Material for this exercise —
begin

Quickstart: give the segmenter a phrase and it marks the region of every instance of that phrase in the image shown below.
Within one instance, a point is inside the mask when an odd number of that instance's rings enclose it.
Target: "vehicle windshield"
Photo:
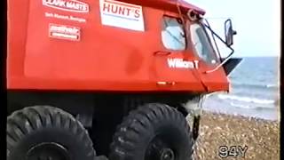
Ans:
[[[198,56],[209,64],[217,63],[217,58],[205,29],[198,23],[192,24],[190,26],[190,35],[192,46],[193,46]]]

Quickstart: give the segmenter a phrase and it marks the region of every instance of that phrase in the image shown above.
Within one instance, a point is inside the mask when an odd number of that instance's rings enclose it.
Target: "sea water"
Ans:
[[[230,92],[209,95],[203,108],[277,120],[280,100],[279,66],[279,57],[243,58],[228,76],[231,82]]]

end

Task — Reproduce every row above word for word, leaving out the pictures.

Solution to the exercise —
Quickstart: give the segmenter a phrase and it marks the region of every instance of that phrase in the image shown below.
Within one instance, a point is inside the mask when an odd number of that instance's rings enclose it.
Target: "vehicle windshield"
Photo:
Ans:
[[[198,56],[209,64],[217,63],[217,58],[205,29],[198,23],[192,24],[190,26],[190,35],[192,46],[193,46]]]

Quickstart: give the segmenter a phrase and it marks the region of every instance of that phrase in the image shown above.
Within one instance, a point is inside the mask when an odd number of that instance's rings enclose it.
Target: "sea water"
Ans:
[[[230,92],[209,95],[203,108],[277,120],[280,100],[279,66],[279,57],[243,58],[228,76],[231,82]]]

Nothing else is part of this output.